> **EXCERPTED TEXT**:
○ ○ ○ ○ ○ ○ ○

Now protests are sparking up all over the country in widespread resistance to the Chinese Communist Party unprecedented since the Tiananmen Square protests and massacre in 1989.

BBC journalist beaten, arrested

As authorities try to squash the uprising, in Shanghai, police are seen in the video above arresting and beating BBC journalist Ed Lawrence.

“It is very worrying that one of our journalists was attacked in this way whilst carrying out his duties,” BBC said in a statement. “We have had no official explanation or apology from Chinese authorities, beyond a claim by the officials who later released him that they had arrested him for his own good in case he caught Covid from the crowd. We do not consider this a credible explanation.”

Chinese Foreign Ministry spokesperson Zhao Lijian later claimed that Lawrence, “did not identify himself as a journalist and didn’t voluntarily present his press credentials.”

Protesters risk harsh prison sentences

In the crowds, some protesters are publicly calling for President Xi Jinping to resign, a declaration that could land them in prison.

“For Chinese citizens anywhere to be in a public setting, to say, ‘Down with Xi Jinping and down with the CCP,’ that is highly unusual and so this is a test for [Xi],” said Rory Truex, professor of politics and international affairs at Princeton University. “He will feel personally threatened and challenged by this.”

COVID restrictions loosening?

About to enter the fourth year of Xi’s zero-COVID strategy, some think authorities are starting to cave to the public pressure. According to the Associated Press, Beijing city government said it’ll no longer use gates to block access to apartment compounds containing COVID-19 infections, without mentioning the deadly fire in Urumqi. In Guangzhou, some residents will not be required to do mass testing, citing a need to conserve resources. And in the Xinjiang region, where the fire started, businesses considered to be in low risk areas for infection can reopen.

China’s government denies the unprecedented protests have anything to do with the changes.

“What you mentioned does not reflect what actually happened,” Zhao said. “China has been following the dynamic zero-COVID policy and making adjustments based on the realities on the ground.”

Global ripple effects

The uncertainty in the world’s second largest economy sent global markets on a downturn Monday, shaking stocks and oil as China’s COVID-19 cases surge and analysts wonder what Xi’s next move will be.

“I think we haven’t really seen the repressive apparatus fully engaged at this point, but unfortunately, I think that is what we’re going to observe in the days and weeks to come,” Truex said.

○ ○ ○ ○ ○ ○ ○

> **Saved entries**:

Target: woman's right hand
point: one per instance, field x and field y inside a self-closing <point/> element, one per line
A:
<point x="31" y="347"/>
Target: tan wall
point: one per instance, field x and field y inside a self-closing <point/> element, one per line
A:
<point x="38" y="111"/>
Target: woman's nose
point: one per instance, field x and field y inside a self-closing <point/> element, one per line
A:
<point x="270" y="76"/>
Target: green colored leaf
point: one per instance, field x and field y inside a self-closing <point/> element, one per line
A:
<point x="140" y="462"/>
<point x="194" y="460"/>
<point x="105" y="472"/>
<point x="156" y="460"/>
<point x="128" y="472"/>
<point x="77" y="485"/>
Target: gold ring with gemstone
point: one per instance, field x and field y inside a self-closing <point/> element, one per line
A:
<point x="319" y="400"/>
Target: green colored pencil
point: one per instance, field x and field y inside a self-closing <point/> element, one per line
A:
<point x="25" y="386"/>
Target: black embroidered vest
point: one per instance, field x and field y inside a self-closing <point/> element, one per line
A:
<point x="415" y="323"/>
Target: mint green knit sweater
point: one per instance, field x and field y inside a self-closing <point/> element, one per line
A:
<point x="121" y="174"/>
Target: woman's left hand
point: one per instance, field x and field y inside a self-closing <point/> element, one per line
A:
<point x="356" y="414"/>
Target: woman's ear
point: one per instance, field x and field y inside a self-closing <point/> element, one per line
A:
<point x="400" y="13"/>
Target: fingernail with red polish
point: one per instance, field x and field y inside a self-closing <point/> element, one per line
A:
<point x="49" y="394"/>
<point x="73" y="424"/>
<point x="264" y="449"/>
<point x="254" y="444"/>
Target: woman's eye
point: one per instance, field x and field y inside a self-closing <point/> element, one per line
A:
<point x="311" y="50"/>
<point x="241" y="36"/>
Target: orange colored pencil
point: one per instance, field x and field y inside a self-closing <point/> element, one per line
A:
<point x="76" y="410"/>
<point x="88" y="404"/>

○ ○ ○ ○ ○ ○ ○

> **EXERCISE BRIEF**:
Answer these three questions using the article on protests in China:
1. Which BBC journalist did police arrest and beat in Shanghai?
2. According to Zhao Lijian, what did that journalist fail to do?
3. What reason was given for exempting some Guangzhou residents from mass testing?

> **WRITTEN REPLY**:
1. Ed Lawrence.
2. He did not identify himself as a journalist and didn't voluntarily present his press credentials.
3. A need to conserve resources.